▸ SOURCE
Thursday, June 09, 2005

Social Security and the metaphysics of ownership

Like a good mischievous philosopher, I've been thinking of ways that we could give the "Ownership Society" people the metaphysical comforts that they want from Social Security while not actually changing anything. "Ownership Society" people are those who think something's gained when you change Social Security into a program where beneficiaries actually own the resources that fund their retirement, rather than having money dispensed to them by the government. Most people don't care about ownership versus entitlements -- they just care about being provided for in their retirement, and the distinction is immaterial to them. In fact, this entire post is probably worthless because "Ownership Society" people live only in the imagination of some Republican speechwriter. Anyway, the following is my plan to give Social Security beneficiaries ownership of actual assets (at least as much as the Bush plan does):

We issue all future Social Security beneficiaries a certificate entitling them to a chunk of money determined according to the formula for calculating Social Security benefits each month after they pass age 65. We don't have to actually give these certificates to people -- we can just keep them all in a vault somewhere in the names of their owners. The owners will be restricted from selling them to others and pocketing the money, to make sure everybody has the stuff they need for their retirement. Now rejoice, for they have ownership of the assets that provide for them in advanced age!

▸ SUPPLIED INFORMATION
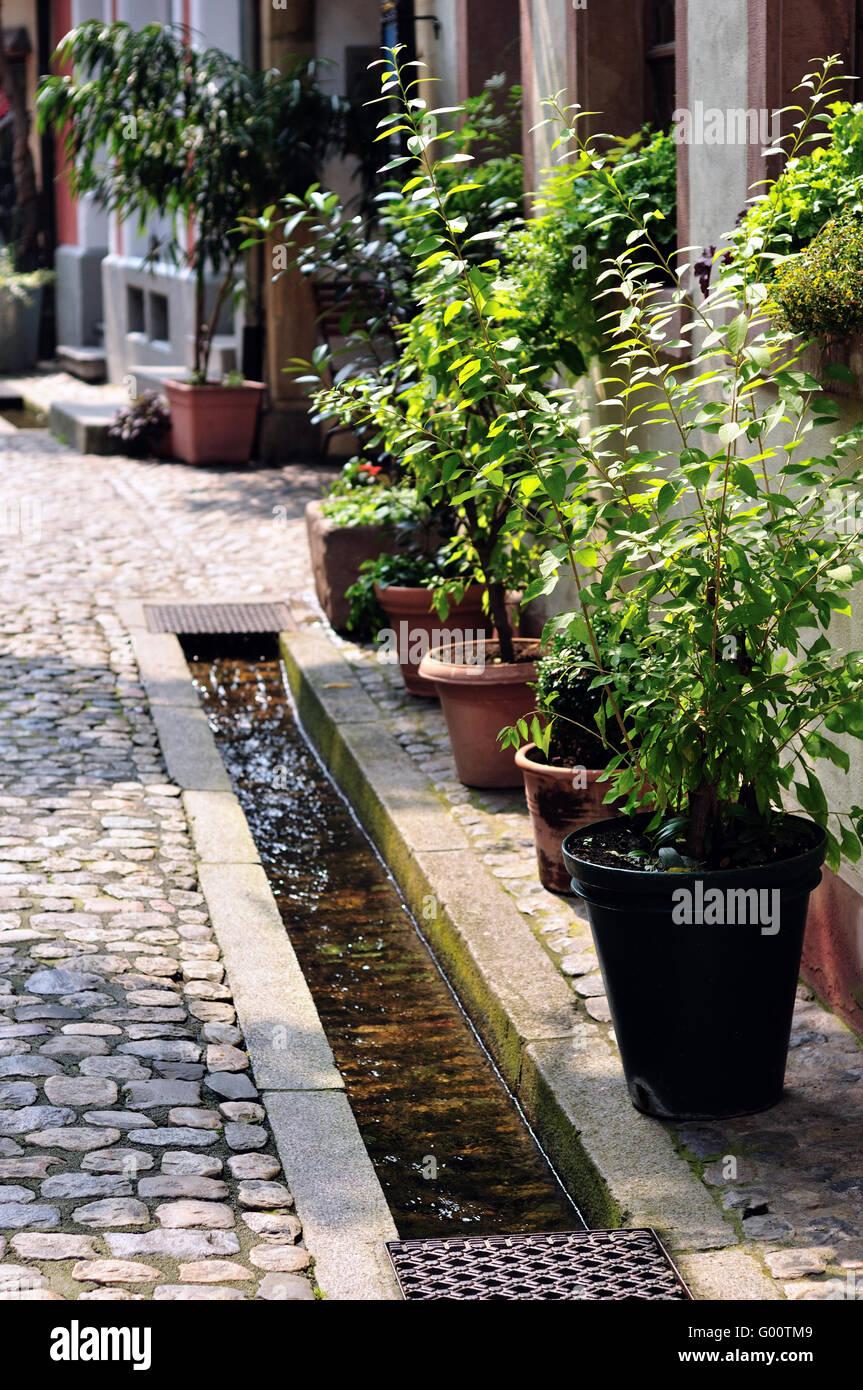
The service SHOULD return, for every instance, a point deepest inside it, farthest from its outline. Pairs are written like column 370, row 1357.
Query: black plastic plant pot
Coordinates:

▸ WHAT YOU ARE ASKED TO DO
Print the passage of the Social Security post above between "We issue all" and "in advanced age!", inclusive, word for word.

▸ TASK OUTPUT
We issue all future Social Security beneficiaries a certificate entitling them to a chunk of money determined according to the formula for calculating Social Security benefits each month after they pass age 65. We don't have to actually give these certificates to people -- we can just keep them all in a vault somewhere in the names of their owners. The owners will be restricted from selling them to others and pocketing the money, to make sure everybody has the stuff they need for their retirement. Now rejoice, for they have ownership of the assets that provide for them in advanced age!